### Exercise passage
----

The output of the model is as such:

In [None]:
listviewer::jsonedit(ins_model)

### Scatterplot

We can compare the actual and fitted values visually in a scatterplot:

Let's differentiate the color of the points across smoker values:

In [None]:
p1 <- cbind(insurance_train, fitted.values = ins_model$fitted.values) %>%
        ggplot(aes(x = expenses,
                   y = fitted.values,
                   color = smoker)) +
            geom_point() +
            xlab("actual values") +
            ylab("fitted values")

plotly::ggplotly(p1)

The predicted and actual values do not fit well on a line. There is room for improvement

Now, let's get a summary of the model:

In [None]:
ins_sum <- summary(ins_model)
ins_sum

We can have a pretty representation of the nested output of summary:

In [None]:
listviewer::jsonedit(ins_sum, mode = "form")

### Coefficients

To interpret the fit of the model, we will first look at the t-values of of the standard errors of variables:

In [None]:
ins_sum$coefficients

Let's see the coefficients of which variables are significantly different from 0 at a significance level of 5%:

In [None]:
coefs1 <- as.data.table(ins_sum$coefficients, keep.rownames = T)
split(coefs1, coefs1[,5] < 0.05)

----

### About this task
Please set down, word for word, the part of the insurance model passage that starts with "### Coefficients" and ends with "keep.rownames = T)".

### Given information
----

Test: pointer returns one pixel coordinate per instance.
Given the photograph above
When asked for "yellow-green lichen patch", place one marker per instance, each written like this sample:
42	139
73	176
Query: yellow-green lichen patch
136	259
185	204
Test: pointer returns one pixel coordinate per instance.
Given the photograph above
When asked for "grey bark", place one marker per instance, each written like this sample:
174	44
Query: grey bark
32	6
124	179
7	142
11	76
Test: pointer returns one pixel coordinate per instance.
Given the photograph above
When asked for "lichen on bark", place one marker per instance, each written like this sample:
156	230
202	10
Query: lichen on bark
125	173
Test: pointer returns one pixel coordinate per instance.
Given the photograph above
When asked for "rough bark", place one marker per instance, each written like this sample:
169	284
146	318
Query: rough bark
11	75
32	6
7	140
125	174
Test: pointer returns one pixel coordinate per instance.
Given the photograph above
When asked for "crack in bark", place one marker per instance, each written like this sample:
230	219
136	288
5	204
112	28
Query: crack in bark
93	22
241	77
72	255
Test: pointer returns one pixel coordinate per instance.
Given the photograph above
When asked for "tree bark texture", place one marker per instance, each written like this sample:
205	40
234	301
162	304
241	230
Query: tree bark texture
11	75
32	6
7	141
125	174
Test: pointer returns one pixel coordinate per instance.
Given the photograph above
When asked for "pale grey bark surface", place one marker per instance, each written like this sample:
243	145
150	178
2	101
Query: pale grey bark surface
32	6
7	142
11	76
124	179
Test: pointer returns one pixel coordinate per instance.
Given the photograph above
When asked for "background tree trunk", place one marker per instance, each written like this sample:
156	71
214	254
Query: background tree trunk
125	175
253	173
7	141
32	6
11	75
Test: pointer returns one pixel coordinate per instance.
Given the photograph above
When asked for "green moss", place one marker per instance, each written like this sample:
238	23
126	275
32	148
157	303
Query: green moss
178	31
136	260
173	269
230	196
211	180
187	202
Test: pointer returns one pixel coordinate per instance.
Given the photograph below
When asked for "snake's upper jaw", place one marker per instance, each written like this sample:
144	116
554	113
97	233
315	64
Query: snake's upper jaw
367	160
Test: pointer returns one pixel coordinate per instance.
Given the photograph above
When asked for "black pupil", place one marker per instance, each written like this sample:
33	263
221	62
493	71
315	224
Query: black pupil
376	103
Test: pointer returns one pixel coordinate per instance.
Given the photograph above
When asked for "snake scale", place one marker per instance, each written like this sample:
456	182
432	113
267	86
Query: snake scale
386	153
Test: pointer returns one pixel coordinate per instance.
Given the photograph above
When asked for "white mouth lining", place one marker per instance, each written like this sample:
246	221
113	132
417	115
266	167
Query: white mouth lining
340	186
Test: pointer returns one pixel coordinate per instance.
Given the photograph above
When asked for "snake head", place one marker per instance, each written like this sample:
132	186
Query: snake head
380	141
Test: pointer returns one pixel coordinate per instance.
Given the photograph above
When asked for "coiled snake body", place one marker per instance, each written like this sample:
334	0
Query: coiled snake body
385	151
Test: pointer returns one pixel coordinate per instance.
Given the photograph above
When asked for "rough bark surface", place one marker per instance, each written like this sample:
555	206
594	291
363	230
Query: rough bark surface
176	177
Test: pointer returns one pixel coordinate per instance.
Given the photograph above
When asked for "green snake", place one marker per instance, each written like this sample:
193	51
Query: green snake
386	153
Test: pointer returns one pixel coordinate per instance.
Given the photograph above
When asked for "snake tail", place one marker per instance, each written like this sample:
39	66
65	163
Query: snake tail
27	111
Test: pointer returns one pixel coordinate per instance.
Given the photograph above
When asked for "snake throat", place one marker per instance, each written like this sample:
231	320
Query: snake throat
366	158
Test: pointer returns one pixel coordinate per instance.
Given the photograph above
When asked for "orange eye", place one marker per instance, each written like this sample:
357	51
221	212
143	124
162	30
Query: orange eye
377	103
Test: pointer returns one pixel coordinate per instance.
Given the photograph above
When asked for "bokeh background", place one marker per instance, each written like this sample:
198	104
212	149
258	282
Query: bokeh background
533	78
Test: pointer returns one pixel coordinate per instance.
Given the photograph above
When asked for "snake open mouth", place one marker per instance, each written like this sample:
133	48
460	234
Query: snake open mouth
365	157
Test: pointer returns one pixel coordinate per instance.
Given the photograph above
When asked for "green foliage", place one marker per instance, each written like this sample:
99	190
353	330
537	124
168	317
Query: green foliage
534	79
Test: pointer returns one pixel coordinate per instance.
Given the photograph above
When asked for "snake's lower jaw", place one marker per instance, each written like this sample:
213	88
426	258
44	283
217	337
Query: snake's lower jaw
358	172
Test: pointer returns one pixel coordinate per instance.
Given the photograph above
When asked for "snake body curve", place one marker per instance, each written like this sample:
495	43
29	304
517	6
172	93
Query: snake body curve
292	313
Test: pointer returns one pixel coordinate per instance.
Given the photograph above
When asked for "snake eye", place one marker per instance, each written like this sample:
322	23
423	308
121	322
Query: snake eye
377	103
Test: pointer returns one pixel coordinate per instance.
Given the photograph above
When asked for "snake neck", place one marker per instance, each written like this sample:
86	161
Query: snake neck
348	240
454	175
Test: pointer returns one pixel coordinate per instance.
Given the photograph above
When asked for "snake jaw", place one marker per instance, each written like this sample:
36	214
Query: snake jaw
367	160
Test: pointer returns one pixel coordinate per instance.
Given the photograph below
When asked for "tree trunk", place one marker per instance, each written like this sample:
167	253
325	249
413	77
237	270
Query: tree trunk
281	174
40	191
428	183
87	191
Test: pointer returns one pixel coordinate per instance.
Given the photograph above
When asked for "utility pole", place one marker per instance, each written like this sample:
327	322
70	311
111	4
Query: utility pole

----

### Solved problem
### Coefficients

To interpret the fit of the model, we will first look at the t-values of of the standard errors of variables:

In [None]:
ins_sum$coefficients

Let's see the coefficients of which variables are significantly different from 0 at a significance level of 5%:

In [None]:
coefs1 <- as.data.table(ins_sum$coefficients, keep.rownames = T)